Stored data entries:
▬▬▬

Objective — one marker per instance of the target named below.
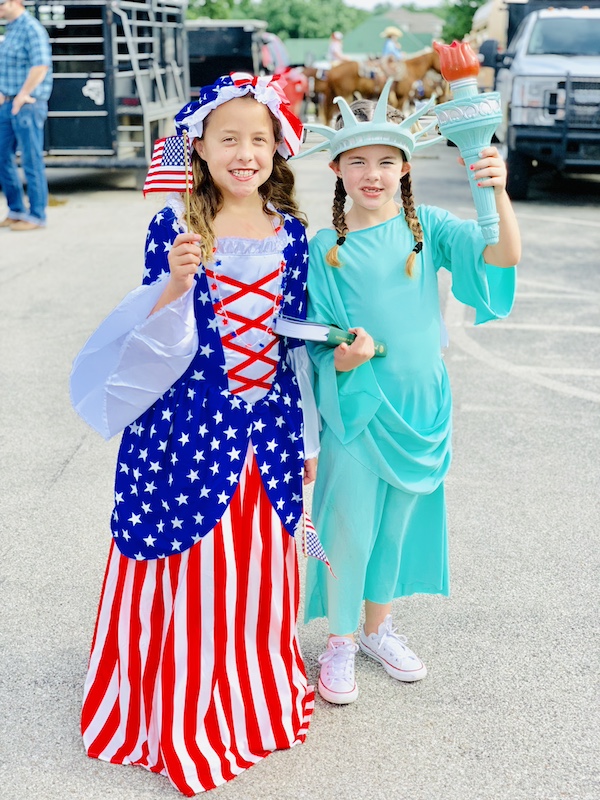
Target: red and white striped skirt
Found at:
(195, 670)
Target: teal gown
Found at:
(379, 504)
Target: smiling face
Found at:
(238, 145)
(371, 176)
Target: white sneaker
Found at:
(389, 648)
(336, 680)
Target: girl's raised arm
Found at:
(490, 170)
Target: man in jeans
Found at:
(25, 86)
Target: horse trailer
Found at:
(120, 75)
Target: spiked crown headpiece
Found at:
(378, 131)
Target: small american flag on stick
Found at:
(311, 544)
(169, 169)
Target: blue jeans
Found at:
(24, 132)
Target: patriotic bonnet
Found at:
(378, 131)
(265, 89)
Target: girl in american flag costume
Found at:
(195, 671)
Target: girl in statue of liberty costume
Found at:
(379, 502)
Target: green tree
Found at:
(308, 19)
(458, 17)
(215, 9)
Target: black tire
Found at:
(518, 168)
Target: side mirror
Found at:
(488, 53)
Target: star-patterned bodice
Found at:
(180, 462)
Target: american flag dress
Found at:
(195, 670)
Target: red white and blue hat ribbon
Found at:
(264, 88)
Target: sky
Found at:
(369, 5)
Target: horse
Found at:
(351, 78)
(317, 86)
(417, 68)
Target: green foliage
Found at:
(458, 16)
(215, 9)
(310, 19)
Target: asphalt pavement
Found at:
(509, 709)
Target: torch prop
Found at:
(469, 121)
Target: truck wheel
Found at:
(518, 168)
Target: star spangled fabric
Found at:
(265, 89)
(167, 168)
(311, 544)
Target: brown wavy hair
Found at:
(206, 199)
(363, 111)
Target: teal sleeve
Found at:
(458, 246)
(347, 401)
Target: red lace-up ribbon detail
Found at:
(233, 339)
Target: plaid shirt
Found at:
(25, 45)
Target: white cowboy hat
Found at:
(391, 31)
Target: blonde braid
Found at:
(339, 223)
(410, 215)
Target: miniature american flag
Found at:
(311, 544)
(168, 166)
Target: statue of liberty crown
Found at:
(378, 131)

▬▬▬

_Your goal_. Set out exactly the run of lines that begins at the line holding "Target: star spangled fabric" and ends at the last line of the data.

_Final answer_.
Target: star spangled fabric
Found at:
(265, 89)
(167, 168)
(311, 544)
Target: brown wavy hair
Found at:
(206, 199)
(363, 111)
Target: teal sleeve
Found at:
(458, 246)
(347, 401)
Target: red lace-up ribbon detail
Found at:
(233, 339)
Target: plaid shirt
Found at:
(25, 45)
Target: white cowboy hat
Found at:
(391, 31)
Target: blonde braid
Found at:
(339, 223)
(410, 215)
Target: miniature american flag
Found at:
(311, 544)
(168, 166)
Target: statue of liberty crown
Found at:
(378, 131)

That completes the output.